*** Raw records

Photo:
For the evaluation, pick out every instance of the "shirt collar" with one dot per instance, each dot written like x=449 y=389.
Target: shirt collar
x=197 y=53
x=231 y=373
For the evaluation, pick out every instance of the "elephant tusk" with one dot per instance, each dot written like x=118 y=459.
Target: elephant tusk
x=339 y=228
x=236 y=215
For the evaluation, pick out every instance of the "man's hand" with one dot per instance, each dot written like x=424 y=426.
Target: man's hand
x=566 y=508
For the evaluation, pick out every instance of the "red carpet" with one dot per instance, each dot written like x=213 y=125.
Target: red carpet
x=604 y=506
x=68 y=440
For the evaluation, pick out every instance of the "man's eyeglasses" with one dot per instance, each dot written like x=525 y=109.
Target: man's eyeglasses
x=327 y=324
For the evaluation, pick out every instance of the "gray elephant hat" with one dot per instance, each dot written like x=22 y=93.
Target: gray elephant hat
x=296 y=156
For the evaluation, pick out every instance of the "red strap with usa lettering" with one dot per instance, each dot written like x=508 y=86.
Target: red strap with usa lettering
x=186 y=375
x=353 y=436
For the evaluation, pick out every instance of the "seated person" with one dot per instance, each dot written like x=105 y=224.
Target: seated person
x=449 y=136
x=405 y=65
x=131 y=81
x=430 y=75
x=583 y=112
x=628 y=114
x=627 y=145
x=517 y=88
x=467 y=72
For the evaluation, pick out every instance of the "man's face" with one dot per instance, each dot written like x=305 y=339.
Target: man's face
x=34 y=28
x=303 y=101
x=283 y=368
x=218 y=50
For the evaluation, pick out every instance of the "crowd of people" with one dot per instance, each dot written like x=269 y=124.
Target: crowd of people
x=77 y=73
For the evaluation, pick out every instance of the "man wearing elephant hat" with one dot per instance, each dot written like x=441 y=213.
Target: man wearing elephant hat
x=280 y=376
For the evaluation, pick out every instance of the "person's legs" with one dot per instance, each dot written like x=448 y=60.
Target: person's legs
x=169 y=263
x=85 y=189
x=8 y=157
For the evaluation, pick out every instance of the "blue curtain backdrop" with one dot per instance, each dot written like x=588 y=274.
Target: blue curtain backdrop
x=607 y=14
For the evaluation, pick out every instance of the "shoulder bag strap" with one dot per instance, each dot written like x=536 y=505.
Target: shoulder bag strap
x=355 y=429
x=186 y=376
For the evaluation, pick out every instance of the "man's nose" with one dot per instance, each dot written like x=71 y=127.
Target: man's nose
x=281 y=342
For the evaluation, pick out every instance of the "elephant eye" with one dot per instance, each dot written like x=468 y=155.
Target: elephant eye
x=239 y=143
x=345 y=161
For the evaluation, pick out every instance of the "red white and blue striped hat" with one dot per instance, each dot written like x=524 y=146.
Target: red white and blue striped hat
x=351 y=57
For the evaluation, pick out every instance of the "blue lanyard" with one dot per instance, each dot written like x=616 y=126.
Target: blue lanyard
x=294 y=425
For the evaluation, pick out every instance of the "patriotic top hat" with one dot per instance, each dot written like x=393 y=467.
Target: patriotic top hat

******

**What the exercise asks**
Rewrite every line of the records above as a Markdown table with the columns Row and Entry. Number the rows in order and leave out blank lines.

**Result for this exercise**
| Row | Entry |
|---|---|
| 1 | Photo: |
| 2 | For the evaluation, pick out every instance of the "shirt collar" with one dot per instance, each dot written like x=449 y=389. |
| 3 | Target: shirt collar |
| 4 | x=197 y=53 |
| 5 | x=231 y=373 |
| 6 | For the evaluation, pick out every instance of the "elephant tusk" with one dot per instance, each dot written like x=118 y=459. |
| 7 | Target: elephant tusk |
| 8 | x=339 y=228 |
| 9 | x=236 y=215 |
| 10 | For the evaluation, pick out every instance of the "man's hand" with one dot per instance, each dot written like x=424 y=426. |
| 11 | Target: man's hand |
| 12 | x=566 y=508 |
| 13 | For the evaluation, pick out every instance of the "red carpet" with one dot per instance, each dot written like x=213 y=125. |
| 14 | Target: red carpet |
| 15 | x=604 y=506 |
| 16 | x=68 y=440 |
| 17 | For the evaluation, pick out every instance of the "man's eyeglasses" with one dot per instance, each dot written like x=525 y=109. |
| 18 | Target: man's eyeglasses |
| 19 | x=327 y=324 |
| 20 | For the evaluation, pick out every instance of the "gray elephant hat" with one dot per instance, each dot written like x=22 y=93. |
| 21 | Target: gray elephant hat |
| 22 | x=296 y=156 |
| 23 | For the evaluation, pick out every instance of the "red strap with usa lettering" with one dot per instance, each dot written like x=508 y=86. |
| 24 | Target: red strap with usa lettering |
| 25 | x=186 y=375 |
| 26 | x=353 y=436 |
| 27 | For the evaluation, pick out every instance of the "seated person" with one dot per instance, each dot written like x=105 y=224. |
| 28 | Target: seated person |
| 29 | x=449 y=136 |
| 30 | x=405 y=65 |
| 31 | x=131 y=81 |
| 32 | x=430 y=75 |
| 33 | x=583 y=112 |
| 34 | x=628 y=114 |
| 35 | x=627 y=145 |
| 36 | x=517 y=88 |
| 37 | x=467 y=72 |
| 38 | For the evaluation, pick out every instance of the "man's face" with one dot per instance, each dot written like x=305 y=339. |
| 39 | Target: man's face |
| 40 | x=34 y=28 |
| 41 | x=303 y=101 |
| 42 | x=283 y=368 |
| 43 | x=218 y=50 |
| 44 | For the evaluation, pick out every instance of the "crowd of people" with one dot per instance, each dot written like x=269 y=124. |
| 45 | Target: crowd of people |
| 46 | x=77 y=73 |
| 47 | For the evaluation, pick out every instance of the "man wearing elephant hat" with one dot per instance, each dot written like x=441 y=213. |
| 48 | Target: man wearing elephant hat |
| 49 | x=280 y=376 |
| 50 | For the evaluation, pick out every instance of the "person's legs" with one dot per instance, each dot written like x=448 y=60. |
| 51 | Target: person's legs |
| 52 | x=169 y=263 |
| 53 | x=85 y=189 |
| 54 | x=8 y=157 |
| 55 | For the evaluation, pick out every instance of the "blue curtain backdrop" with one dot per instance, each dot written like x=588 y=274. |
| 56 | Target: blue curtain backdrop |
| 57 | x=607 y=14 |
| 58 | For the evaluation, pick out every instance of the "shoulder bag strap" with one dot per instance, each dot written like x=536 y=505. |
| 59 | Target: shoulder bag strap |
| 60 | x=355 y=429 |
| 61 | x=186 y=376 |
| 62 | For the evaluation, pick out every instance of the "man's nose" with one dot per instance, each dot written like x=71 y=127. |
| 63 | Target: man's nose |
| 64 | x=281 y=342 |
| 65 | For the evaluation, pick out every instance of the "elephant eye" with one dot per instance, each dot written like x=468 y=155. |
| 66 | Target: elephant eye |
| 67 | x=239 y=143 |
| 68 | x=345 y=161 |
| 69 | For the evaluation, pick out every instance of the "red white and blue striped hat" with one dot per instance, each dot written like x=524 y=146. |
| 70 | Target: red white and blue striped hat |
| 71 | x=351 y=57 |
| 72 | For the evaluation, pick out every instance of the "blue lanyard" with one dot per instance, each dot written like x=616 y=126. |
| 73 | Target: blue lanyard |
| 74 | x=294 y=425 |
| 75 | For the evaluation, pick out every instance of the "patriotic top hat" with one dot per instance, each dot written like x=393 y=467. |
| 76 | Target: patriotic top hat |